Data extracted from a collection
Content starts

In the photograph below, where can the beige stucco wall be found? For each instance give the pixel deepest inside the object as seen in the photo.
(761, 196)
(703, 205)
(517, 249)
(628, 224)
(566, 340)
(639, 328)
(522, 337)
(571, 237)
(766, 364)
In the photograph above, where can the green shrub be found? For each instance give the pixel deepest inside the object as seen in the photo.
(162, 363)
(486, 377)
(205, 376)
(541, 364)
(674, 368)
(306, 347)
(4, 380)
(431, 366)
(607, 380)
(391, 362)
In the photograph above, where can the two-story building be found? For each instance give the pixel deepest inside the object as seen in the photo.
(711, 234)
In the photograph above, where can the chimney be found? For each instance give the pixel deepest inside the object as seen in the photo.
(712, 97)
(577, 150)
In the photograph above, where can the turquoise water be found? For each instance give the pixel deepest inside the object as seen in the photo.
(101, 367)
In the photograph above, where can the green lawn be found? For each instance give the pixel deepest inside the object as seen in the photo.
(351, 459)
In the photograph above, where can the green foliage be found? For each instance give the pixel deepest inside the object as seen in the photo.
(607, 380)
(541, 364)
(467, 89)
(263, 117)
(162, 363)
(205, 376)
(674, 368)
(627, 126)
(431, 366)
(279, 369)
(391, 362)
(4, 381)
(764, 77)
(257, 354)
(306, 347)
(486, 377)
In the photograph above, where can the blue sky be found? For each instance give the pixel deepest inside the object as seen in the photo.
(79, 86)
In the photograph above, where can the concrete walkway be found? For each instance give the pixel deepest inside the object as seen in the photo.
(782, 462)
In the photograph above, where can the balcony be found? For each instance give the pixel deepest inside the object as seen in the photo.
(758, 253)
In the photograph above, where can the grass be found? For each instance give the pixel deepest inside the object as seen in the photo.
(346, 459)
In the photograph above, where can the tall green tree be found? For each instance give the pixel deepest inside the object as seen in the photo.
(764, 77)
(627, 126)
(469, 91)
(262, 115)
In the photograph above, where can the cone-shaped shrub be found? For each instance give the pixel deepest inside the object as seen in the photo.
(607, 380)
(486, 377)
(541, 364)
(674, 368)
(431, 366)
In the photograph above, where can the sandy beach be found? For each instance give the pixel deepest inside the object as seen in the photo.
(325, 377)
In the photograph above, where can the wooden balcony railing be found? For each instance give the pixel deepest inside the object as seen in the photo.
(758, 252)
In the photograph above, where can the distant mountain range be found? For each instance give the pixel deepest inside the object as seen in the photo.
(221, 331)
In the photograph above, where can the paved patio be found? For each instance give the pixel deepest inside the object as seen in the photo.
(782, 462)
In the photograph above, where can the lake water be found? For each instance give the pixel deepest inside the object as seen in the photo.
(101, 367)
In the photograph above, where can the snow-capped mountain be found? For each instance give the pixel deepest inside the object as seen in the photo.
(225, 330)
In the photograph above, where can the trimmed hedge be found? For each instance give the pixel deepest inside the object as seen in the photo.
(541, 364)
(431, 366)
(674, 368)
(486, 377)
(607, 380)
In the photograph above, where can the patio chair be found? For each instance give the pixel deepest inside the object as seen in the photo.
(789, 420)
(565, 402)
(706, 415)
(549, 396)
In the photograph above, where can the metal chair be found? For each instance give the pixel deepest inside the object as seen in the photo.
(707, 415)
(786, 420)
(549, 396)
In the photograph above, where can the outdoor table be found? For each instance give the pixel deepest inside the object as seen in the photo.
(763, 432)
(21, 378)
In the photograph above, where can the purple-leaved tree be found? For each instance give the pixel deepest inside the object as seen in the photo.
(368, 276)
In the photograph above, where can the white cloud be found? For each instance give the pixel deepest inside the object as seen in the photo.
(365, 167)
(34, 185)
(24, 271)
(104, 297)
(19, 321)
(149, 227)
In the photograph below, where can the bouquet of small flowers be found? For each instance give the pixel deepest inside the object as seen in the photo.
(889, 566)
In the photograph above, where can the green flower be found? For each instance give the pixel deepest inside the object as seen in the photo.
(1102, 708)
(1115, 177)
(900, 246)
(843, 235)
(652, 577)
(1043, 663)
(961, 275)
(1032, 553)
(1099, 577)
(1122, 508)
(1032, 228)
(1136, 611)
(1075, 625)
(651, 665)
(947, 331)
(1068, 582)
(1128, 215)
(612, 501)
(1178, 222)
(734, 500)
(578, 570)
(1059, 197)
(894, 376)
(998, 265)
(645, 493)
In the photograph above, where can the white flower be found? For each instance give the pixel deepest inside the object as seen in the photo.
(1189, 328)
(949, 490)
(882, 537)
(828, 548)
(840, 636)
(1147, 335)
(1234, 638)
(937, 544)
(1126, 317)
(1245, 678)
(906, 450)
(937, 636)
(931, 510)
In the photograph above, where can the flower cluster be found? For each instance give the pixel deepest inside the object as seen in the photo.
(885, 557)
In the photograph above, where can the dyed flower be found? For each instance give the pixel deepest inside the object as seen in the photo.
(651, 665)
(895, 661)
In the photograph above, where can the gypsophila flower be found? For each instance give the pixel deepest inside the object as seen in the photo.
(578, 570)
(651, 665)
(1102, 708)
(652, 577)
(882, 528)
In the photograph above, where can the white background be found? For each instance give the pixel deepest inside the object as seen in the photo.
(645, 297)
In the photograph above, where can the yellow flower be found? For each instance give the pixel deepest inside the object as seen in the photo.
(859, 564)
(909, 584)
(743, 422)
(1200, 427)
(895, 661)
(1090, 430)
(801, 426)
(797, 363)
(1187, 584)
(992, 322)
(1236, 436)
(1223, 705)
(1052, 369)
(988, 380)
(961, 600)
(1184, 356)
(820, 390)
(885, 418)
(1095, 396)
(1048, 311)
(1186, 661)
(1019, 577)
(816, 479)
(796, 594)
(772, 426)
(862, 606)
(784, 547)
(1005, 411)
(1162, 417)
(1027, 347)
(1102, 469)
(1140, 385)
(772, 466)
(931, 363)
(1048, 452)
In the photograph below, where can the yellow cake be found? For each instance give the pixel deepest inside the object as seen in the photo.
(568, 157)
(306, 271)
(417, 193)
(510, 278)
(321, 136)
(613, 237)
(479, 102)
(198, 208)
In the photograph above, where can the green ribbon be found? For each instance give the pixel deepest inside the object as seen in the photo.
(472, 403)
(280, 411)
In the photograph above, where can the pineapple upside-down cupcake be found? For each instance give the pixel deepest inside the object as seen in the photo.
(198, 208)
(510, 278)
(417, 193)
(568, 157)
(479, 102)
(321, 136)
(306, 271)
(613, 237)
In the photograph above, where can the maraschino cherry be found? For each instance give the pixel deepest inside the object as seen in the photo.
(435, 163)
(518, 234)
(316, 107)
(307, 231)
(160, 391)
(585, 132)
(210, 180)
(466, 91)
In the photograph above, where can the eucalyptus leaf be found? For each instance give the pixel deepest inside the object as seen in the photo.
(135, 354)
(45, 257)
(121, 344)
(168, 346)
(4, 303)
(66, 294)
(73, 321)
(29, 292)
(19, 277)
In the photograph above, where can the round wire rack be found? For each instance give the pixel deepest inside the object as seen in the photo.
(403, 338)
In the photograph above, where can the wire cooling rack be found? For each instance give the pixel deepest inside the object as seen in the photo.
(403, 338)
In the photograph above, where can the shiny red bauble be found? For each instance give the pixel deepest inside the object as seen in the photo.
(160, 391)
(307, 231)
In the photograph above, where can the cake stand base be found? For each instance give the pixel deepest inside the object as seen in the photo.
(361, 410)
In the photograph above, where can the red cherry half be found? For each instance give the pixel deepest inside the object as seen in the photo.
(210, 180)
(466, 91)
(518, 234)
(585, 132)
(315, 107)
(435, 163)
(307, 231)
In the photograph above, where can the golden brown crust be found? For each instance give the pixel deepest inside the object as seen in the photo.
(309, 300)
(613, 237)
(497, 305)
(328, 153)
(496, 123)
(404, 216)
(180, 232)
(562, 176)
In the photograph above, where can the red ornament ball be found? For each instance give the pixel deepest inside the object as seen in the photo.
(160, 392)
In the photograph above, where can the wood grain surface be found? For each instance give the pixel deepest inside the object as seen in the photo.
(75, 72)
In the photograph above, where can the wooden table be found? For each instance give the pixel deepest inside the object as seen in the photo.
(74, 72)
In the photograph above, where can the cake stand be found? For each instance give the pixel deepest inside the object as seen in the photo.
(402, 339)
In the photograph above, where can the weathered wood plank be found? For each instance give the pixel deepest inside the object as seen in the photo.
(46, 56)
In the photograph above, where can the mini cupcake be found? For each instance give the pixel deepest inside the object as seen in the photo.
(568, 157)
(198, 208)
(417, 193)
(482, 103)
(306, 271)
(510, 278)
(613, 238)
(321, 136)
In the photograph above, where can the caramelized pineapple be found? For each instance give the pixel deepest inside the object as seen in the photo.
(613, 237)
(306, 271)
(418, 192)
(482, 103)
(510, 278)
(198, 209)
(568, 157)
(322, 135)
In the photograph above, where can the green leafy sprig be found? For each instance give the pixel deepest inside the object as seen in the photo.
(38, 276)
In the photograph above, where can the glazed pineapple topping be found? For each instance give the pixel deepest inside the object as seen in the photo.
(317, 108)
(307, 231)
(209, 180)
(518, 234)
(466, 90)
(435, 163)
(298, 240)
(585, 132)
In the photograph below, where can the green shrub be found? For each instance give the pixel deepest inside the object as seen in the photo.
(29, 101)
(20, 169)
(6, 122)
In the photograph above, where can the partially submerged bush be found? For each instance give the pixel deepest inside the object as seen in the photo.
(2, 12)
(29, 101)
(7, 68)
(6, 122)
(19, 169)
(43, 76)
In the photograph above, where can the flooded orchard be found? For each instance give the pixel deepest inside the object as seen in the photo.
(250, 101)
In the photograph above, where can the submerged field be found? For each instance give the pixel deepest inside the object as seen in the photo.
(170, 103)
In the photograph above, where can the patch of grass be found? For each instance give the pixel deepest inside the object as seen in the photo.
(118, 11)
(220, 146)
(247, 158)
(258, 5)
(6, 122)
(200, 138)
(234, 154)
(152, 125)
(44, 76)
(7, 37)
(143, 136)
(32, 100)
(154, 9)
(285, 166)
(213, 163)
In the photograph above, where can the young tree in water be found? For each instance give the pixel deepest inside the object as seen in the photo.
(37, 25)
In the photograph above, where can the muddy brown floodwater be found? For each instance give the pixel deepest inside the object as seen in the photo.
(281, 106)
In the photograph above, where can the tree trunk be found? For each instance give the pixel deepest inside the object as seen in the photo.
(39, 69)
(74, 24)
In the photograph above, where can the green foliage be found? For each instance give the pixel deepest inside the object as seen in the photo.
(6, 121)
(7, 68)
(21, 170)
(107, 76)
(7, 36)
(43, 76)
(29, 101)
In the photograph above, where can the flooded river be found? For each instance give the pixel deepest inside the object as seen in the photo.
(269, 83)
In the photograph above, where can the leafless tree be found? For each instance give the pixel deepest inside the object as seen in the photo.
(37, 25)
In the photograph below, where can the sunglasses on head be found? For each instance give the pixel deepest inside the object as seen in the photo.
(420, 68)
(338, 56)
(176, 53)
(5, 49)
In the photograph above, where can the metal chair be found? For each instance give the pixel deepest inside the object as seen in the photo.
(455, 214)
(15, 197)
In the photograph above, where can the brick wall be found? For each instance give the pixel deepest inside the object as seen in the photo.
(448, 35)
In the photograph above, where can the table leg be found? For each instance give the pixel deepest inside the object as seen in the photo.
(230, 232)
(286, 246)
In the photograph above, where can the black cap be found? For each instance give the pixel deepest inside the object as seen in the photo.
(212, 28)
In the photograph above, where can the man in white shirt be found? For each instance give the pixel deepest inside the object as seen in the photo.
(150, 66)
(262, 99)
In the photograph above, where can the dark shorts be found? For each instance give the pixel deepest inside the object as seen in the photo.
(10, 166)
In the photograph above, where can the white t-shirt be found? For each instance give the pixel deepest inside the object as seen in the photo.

Content ends

= Problem details =
Please write out, exactly as they appear, the lines from the line containing "In the photograph above, where can the dark" through the last line of the records above, both included.

= Solved exercise =
In the photograph above, where can the dark shorts be found? For each instance give the pixel deepest inside the object as seen in the photo.
(10, 166)
In the photograph above, where can the white t-shirt be found? For each instance give the pixel deepest inside the object as seen in the photo.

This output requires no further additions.